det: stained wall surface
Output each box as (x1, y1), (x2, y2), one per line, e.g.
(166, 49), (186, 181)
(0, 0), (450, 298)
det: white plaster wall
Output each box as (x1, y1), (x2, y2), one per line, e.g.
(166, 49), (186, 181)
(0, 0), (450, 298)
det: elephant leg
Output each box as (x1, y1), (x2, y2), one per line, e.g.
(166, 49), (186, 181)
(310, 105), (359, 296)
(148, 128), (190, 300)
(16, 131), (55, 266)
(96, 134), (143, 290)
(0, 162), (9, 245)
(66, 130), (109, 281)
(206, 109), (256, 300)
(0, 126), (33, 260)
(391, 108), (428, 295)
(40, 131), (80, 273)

- - - -

• **Work instructions**
Put every line of the items above into a numbered list, leaving out any blank lines.

• **Reply to the exercise**
1. det: stained wall surface
2. Output each box as (x1, y1), (x2, y2), one per line, e.g.
3. (166, 49), (186, 181)
4. (0, 0), (450, 298)
5. det: white plaster wall
6. Output each box as (x1, y1), (x2, y2), one per line, e.g.
7. (166, 49), (186, 181)
8. (0, 0), (450, 298)
9. det: elephant leg
10. Output each box as (x1, y1), (x2, y2), one per line, e.g.
11. (166, 49), (186, 181)
12. (310, 105), (359, 296)
13. (148, 128), (190, 300)
14. (16, 131), (55, 266)
15. (96, 134), (143, 290)
16. (0, 162), (9, 245)
17. (66, 130), (109, 281)
18. (206, 109), (256, 300)
19. (0, 126), (33, 260)
20. (391, 108), (428, 295)
21. (40, 131), (80, 273)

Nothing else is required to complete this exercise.